### Problem details
Recast every line of the records below as a numbered list, omitting any blank lines.

## BEGIN Data extract

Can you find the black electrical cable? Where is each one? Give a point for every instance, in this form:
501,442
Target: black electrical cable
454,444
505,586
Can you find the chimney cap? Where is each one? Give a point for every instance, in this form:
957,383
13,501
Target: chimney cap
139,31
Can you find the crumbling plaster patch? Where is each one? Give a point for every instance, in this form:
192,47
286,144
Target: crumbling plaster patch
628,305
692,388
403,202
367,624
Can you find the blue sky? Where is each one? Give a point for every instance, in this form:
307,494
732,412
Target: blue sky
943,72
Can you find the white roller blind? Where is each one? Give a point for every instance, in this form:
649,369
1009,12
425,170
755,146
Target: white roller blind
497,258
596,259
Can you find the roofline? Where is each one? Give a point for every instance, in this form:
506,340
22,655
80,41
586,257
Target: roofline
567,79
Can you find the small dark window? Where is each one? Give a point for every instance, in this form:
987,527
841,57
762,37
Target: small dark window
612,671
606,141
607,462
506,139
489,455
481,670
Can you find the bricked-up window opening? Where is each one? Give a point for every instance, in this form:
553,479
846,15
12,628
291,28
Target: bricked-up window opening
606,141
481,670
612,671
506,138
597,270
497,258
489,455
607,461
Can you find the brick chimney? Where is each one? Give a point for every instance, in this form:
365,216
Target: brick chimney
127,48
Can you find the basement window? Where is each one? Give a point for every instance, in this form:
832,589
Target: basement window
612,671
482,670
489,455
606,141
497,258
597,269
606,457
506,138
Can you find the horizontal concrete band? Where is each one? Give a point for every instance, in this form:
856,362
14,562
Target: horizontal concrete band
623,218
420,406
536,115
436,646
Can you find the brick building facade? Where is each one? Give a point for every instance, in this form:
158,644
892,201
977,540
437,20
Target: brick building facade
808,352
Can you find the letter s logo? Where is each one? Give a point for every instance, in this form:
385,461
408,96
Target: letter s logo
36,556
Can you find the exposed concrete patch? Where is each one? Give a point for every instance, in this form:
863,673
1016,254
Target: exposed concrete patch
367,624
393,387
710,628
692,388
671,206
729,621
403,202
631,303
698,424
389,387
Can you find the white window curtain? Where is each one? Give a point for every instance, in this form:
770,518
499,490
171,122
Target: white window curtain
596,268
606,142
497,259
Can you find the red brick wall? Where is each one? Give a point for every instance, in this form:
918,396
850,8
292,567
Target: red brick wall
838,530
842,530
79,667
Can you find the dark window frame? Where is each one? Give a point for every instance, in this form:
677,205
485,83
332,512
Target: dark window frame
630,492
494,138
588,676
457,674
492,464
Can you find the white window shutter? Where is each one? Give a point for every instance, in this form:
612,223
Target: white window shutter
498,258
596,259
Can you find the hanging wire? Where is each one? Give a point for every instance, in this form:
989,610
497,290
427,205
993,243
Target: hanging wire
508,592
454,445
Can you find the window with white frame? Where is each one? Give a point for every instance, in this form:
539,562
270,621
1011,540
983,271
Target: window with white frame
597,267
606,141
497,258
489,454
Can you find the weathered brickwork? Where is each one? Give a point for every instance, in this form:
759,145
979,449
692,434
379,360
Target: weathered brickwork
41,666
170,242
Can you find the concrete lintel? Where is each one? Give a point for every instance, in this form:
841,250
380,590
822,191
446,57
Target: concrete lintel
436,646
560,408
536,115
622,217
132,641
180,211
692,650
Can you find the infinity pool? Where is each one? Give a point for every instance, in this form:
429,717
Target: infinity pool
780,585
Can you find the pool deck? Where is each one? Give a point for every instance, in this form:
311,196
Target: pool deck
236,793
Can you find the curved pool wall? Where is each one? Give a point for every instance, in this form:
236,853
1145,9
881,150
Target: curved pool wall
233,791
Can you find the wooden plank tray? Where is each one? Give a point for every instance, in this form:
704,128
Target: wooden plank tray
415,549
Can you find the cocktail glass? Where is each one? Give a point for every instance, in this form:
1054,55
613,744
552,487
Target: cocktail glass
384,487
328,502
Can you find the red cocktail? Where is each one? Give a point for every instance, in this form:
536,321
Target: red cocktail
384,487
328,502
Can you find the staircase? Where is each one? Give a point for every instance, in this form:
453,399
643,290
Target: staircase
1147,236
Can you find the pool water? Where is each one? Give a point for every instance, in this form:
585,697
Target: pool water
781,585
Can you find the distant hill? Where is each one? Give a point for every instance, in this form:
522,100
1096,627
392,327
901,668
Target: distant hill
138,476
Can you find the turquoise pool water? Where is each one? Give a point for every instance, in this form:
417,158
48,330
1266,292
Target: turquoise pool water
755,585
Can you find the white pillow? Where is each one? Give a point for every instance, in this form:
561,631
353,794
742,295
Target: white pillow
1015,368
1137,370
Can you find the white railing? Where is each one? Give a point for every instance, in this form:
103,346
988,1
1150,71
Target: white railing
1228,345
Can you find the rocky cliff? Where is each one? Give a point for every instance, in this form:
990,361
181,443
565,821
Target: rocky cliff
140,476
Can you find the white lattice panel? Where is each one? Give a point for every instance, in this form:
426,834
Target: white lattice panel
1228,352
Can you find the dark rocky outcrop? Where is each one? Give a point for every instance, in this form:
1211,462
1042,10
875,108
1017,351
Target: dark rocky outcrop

## END Data extract

### Written reply
1. Can you find the black electrical cable? Where is each one? Give a point for every instance, in this form:
2. 501,442
3. Target: black electrical cable
4. 454,444
5. 505,586
6. Can you find the chimney cap? Where is each one? Give a point for every instance, in this form:
7. 957,383
8. 13,501
9. Target: chimney cap
10. 139,31
11. Can you find the crumbling plaster patch? Where is each one? Give a point for every instance, in this form:
12. 192,47
13. 286,144
14. Target: crumbling plaster patch
15. 628,305
16. 692,388
17. 403,202
18. 367,624
19. Can you find the blue sky? Where is each one? Give a point for every instance, in this form:
20. 307,494
21. 732,412
22. Target: blue sky
23. 943,72
24. Can you find the white roller blind? Where is each one? Give a point for every instance, in this form:
25. 649,369
26. 1009,12
27. 425,170
28. 755,146
29. Target: white roller blind
30. 497,258
31. 596,259
32. Can you find the roofline? Where is each one? Give a point for every instance, in this form:
33. 506,340
34. 22,655
35. 80,41
36. 586,257
37. Target: roofline
38. 567,79
39. Can you find the small dark window? Where is each one? Give a point for every instance, in this form:
40. 987,527
41. 841,57
42. 762,37
43. Target: small dark window
44. 612,671
45. 606,141
46. 607,462
47. 506,139
48. 489,455
49. 481,670
50. Can you find the bricked-up window opening? Where is each one? Give a point for every instance, in this form:
51. 553,479
52. 846,15
53. 12,628
54. 291,28
55. Target: bricked-up window opening
56. 606,141
57. 481,670
58. 612,671
59. 506,138
60. 597,270
61. 497,258
62. 489,455
63. 607,461
64. Can you find the brick chimney? Where is each one? Give a point for every instance, in this form:
65. 365,216
66. Target: brick chimney
67. 127,48
68. Can you find the basement window? Where is each one? Give a point for every instance, in this form:
69. 832,589
70. Target: basement window
71. 612,671
72. 482,670
73. 489,455
74. 606,141
75. 497,258
76. 597,269
77. 606,457
78. 506,138
79. Can you find the horizontal concrete band? Where is each one? Give a point for every instance, in this form:
80. 856,362
81. 14,562
82. Target: horizontal concrete band
83. 623,218
84. 420,406
85. 536,115
86. 436,646
87. Can you find the brick building facade? Where is each one? Give a point for every instance, in this form:
88. 158,644
89. 892,201
90. 977,540
91. 437,20
92. Target: brick building facade
93. 808,352
94. Can you find the letter s logo? Where is each one? Give a point for every instance, in this form:
95. 385,461
96. 408,96
97. Target: letter s logo
98. 36,556
99. Can you find the exposed concrete patch? Where is each one? Give a point for every instance, in this form:
100. 863,673
101. 1016,254
102. Target: exposed concrete patch
103. 367,624
104. 393,387
105. 710,628
106. 692,388
107. 671,206
108. 729,621
109. 403,202
110. 631,303
111. 698,424
112. 389,387
113. Can you find the white window curtain? Where is each one? Give a point for every instance, in this form:
114. 770,518
115. 499,490
116. 171,122
117. Target: white window curtain
118. 596,268
119. 606,142
120. 497,259
121. Can you find the red brick wall? Where is each one? Give a point for every instance, in this form:
122. 918,396
123. 850,8
124. 292,567
125. Target: red brick wall
126. 838,530
127. 842,530
128. 79,667
129. Can you find the dark window frame? Where is each one? Give a point for every instance, in this form:
130. 677,205
131. 485,83
132. 332,512
133. Target: dark window frame
134. 630,492
135. 494,138
136. 588,676
137. 457,674
138. 492,464
139. Can you find the white window shutter? Where is each one? Give a point for every instance, in this form:
140. 612,223
141. Target: white window shutter
142. 498,258
143. 596,259
144. Can you find the hanging wire? Where is each one? Give a point for every instance, in this form:
145. 989,610
146. 497,290
147. 427,205
148. 993,243
149. Target: hanging wire
150. 508,592
151. 454,445
152. Can you find the window with white frame? Where is each one? Give a point for every instance, in this form:
153. 539,562
154. 270,621
155. 1011,540
156. 983,271
157. Target: window with white frame
158. 597,267
159. 606,141
160. 497,258
161. 489,454
162. Can you find the weathered brickwork? Where is each one? Give a point for every instance, in this form:
163. 759,145
164. 979,449
165. 692,434
166. 379,360
167. Target: weathered brickwork
168. 41,666
169. 170,242
170. Can you find the concrete lintel? Where is each one? Give a point for every instance, in this form:
171. 841,250
172. 380,590
173. 822,191
174. 446,57
175. Target: concrete lintel
176. 436,646
177. 560,408
178. 536,115
179. 622,217
180. 132,641
181. 180,211
182. 692,650
183. Can you find the infinity pool? Where is each one? Give a point for every instance, in this form:
184. 429,717
185. Target: infinity pool
186. 780,585
187. Can you find the pool deck? Where is each one? Give a point for every instance, in this form:
188. 311,196
189. Target: pool deck
190. 236,793
191. Can you find the curved pool wall? Where is each one? Give a point for every instance, in this form:
192. 236,853
193. 1145,9
194. 881,150
195. Target: curved pool wall
196. 233,791
197. Can you find the wooden plank tray? Where is each one? Give a point for every instance, in this form:
198. 704,128
199. Target: wooden plank tray
200. 415,549
201. Can you find the cocktail glass? Where is each one? Give a point for every instance, in this form:
202. 1054,55
203. 613,744
204. 552,487
205. Target: cocktail glass
206. 384,487
207. 328,502
208. Can you find the red cocktail? Where is each one? Give a point for every instance, in this form:
209. 536,321
210. Target: red cocktail
211. 384,487
212. 328,502
213. Can you find the staircase? Where is each one? Give a point for every instance, in this form:
214. 453,399
215. 643,290
216. Target: staircase
217. 1147,236
218. Can you find the pool water? Where is each one? Give a point for every instance, in this form:
219. 585,697
220. Target: pool water
221. 781,585
222. Can you find the distant hill? Where is each one? Give a point for every instance, in this form:
223. 522,100
224. 1096,627
225. 392,327
226. 901,668
227. Target: distant hill
228. 138,476
229. Can you find the turquoise pool water? Where is each one? Give a point for every instance, in this form:
230. 417,158
231. 48,330
232. 1266,292
233. Target: turquoise pool water
234. 755,585
235. Can you find the white pillow? Where is each one? Give a point for every instance, in this form:
236. 561,631
237. 353,794
238. 742,295
239. Target: white pillow
240. 1015,368
241. 1137,370
242. Can you find the white railing? Where is each one? Give a point for every instance, in this form:
243. 103,346
244. 988,1
245. 1150,71
246. Target: white railing
247. 1228,345
248. Can you find the rocky cliff? Where is each one? Give a point for every instance, in this form:
249. 990,361
250. 181,443
251. 565,821
252. Target: rocky cliff
253. 140,476
254. Can you find the white lattice panel? Where is each one? Give a point for every instance, in this form:
255. 426,834
256. Target: white lattice panel
257. 1228,352
258. Can you find the dark rocky outcrop? Where is each one? Give a point for every instance, in this form:
259. 1211,462
260. 1042,10
261. 875,108
262. 1017,351
263. Target: dark rocky outcrop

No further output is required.